----- Excerpted text

You might call it “zoobotics.” Jessica Burgner-Kahrs, the director of the Continuum Robotics Lab at U of T Mississauga, and her team are building very slender, flexible and extensible robots, a few millimetres in diameter, for use in surgery and industry. Unlike humanoid robots, so-called continuum robots feature a long, limbless body – not unlike a snake’s – that allows them to access difficult-to-reach places.

Consider a neurosurgeon who needs to remove a brain tumour. Using a traditional, rigid surgical tool, the surgeon has to reach the cancerous mass by following a straight path into the brain, and risk poking through – and damaging – vital tissue. Burgner-Kahrs envisions a day when one of her snake-like robots, guided by a surgeon, would be able to take a winding path around the vital tissue but still reach the precise surgical site. Previously inoperable brain tumours might suddenly become operable. “It could revolutionize surgery,” she says.

----------

Tasks for this exercise
1. In the passage on continuum robots, which lab does Jessica Burgner-Kahrs direct?
2. Write the next part of the passage on continuum robots, picking up after its last sentence.

----- Exercise data

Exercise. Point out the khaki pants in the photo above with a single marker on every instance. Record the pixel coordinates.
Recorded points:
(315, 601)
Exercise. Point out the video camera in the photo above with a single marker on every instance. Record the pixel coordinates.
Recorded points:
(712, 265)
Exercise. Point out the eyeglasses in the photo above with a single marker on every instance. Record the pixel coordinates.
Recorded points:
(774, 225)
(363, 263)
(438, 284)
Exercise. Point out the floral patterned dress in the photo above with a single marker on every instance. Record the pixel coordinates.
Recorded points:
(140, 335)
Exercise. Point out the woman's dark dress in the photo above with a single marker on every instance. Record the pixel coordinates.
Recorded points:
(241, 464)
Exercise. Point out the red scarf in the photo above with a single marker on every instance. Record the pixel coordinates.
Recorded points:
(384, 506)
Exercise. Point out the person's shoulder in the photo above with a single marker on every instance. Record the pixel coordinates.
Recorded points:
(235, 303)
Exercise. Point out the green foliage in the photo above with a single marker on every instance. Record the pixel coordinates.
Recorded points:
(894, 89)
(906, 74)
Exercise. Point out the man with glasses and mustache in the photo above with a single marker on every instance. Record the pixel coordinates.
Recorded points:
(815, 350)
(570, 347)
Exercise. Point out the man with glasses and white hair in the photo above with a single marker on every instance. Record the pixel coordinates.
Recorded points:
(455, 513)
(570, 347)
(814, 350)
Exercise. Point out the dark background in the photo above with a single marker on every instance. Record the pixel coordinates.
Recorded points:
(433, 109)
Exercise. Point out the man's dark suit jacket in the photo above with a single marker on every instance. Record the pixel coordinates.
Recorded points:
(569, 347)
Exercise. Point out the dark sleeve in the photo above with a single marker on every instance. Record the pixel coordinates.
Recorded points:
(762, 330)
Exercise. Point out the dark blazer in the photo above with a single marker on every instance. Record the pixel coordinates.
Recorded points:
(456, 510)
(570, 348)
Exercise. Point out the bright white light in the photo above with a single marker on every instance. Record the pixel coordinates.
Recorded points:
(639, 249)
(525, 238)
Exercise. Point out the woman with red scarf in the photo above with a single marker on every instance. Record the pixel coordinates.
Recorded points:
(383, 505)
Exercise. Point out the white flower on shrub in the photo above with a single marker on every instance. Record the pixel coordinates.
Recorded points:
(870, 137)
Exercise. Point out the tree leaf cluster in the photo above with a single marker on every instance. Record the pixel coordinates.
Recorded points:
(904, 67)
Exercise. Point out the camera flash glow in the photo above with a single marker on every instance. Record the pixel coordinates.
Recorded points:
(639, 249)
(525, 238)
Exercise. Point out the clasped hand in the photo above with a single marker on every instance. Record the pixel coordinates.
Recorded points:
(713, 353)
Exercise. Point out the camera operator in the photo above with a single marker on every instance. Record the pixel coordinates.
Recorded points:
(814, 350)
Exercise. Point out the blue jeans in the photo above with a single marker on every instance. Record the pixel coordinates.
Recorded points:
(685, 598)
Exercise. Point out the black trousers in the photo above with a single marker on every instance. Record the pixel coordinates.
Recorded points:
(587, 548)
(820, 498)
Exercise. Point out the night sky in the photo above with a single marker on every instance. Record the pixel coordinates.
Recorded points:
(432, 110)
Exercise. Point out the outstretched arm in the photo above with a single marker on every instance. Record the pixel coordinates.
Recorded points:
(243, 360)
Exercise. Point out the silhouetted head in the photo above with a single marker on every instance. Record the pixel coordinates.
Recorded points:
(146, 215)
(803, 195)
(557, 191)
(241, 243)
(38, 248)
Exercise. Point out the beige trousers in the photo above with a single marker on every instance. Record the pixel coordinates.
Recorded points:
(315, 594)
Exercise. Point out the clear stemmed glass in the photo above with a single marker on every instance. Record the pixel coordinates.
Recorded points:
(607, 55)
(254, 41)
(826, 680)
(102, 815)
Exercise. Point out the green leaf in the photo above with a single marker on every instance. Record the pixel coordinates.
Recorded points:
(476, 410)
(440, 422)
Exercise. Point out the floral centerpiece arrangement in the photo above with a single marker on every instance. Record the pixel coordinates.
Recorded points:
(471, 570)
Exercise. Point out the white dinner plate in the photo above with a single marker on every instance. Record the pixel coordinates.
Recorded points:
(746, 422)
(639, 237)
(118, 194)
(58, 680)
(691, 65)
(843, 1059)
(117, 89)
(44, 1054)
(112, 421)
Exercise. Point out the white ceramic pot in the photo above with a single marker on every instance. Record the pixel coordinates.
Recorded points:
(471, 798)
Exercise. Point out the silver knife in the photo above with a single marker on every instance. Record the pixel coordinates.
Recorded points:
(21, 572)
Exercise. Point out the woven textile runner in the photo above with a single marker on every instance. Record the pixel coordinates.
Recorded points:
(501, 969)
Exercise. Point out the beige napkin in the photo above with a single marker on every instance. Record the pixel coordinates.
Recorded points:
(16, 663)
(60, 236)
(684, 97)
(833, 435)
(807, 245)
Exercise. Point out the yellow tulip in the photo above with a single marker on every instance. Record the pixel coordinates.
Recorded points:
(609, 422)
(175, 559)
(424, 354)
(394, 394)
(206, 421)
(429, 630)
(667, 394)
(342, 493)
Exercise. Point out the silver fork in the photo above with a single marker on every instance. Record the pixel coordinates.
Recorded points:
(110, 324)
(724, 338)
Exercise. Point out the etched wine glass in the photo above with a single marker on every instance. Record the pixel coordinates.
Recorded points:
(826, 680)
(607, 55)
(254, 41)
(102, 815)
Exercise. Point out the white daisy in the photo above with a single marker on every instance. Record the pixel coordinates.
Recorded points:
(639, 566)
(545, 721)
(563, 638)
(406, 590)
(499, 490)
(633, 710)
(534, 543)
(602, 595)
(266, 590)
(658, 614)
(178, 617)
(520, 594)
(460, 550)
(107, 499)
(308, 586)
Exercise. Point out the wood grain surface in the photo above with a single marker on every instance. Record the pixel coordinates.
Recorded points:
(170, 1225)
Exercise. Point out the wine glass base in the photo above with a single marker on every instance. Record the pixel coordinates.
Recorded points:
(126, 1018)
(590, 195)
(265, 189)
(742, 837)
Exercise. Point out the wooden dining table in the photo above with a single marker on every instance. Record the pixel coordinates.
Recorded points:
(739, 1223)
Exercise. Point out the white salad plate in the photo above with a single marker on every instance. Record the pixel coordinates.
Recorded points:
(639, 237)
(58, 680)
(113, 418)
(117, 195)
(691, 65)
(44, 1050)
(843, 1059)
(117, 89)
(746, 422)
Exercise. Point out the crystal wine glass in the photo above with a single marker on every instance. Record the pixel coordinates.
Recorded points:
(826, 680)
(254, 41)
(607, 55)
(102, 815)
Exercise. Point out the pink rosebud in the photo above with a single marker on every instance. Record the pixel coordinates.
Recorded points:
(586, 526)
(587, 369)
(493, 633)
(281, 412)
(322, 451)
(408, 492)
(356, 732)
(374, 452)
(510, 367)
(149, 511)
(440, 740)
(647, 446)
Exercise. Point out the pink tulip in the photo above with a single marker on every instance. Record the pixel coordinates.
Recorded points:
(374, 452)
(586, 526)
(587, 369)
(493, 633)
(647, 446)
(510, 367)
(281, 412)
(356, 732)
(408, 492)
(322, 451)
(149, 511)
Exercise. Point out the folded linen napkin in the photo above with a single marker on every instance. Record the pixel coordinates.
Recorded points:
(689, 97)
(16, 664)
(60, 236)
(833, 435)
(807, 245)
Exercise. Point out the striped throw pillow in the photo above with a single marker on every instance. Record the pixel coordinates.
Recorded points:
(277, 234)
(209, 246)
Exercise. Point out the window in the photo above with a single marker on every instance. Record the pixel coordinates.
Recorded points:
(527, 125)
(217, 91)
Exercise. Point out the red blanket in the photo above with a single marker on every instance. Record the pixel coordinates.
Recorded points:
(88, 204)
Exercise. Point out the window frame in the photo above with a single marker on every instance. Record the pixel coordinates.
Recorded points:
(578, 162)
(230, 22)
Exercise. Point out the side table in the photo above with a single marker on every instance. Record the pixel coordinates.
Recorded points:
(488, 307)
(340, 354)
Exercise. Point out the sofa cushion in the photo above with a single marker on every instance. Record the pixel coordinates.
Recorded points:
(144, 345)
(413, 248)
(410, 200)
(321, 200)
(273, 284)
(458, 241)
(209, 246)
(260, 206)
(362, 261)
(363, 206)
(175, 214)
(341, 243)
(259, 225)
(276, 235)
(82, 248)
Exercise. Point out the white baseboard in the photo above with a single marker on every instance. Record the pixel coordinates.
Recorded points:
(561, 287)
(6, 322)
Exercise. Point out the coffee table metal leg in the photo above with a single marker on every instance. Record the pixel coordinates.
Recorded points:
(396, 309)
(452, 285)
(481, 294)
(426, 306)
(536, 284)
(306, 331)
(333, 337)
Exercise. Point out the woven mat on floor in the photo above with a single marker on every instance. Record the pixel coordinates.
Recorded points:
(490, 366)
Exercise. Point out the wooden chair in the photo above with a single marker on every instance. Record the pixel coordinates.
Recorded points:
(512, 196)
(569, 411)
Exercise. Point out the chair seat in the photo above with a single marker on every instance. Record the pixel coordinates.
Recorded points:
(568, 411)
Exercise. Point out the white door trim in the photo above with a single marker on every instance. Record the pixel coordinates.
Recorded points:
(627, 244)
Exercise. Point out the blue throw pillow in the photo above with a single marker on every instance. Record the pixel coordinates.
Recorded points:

----------

Per-task outputs
1. The Continuum Robotics Lab at U of T Mississauga.

2.
Burgner-Kahrs, a computer scientist and mechanical engineer, says her lab is also developing a more advanced generation of continuum robots that are equipped with sensors and can partially steer themselves. A surgeon would have to operate the robot remotely with a computer, but the robot would know how to avoid obstacles and recognize its destination. A surgeon could deploy one of these robots to collect a tissue sample from the abdomen, for instance, or inject a cancer drug directly into a tumour in the lungs.

There are uses outside the human body, too. A continuum robot could slide through the interior of a jet engine, inspecting it for damage. The lab is experimenting with novel forms that are even more dexterous and extensible. One recent design, with potential search-and-rescue applications, is inspired by origami: it’s very light, and can elongate up to 10 times further than other designs.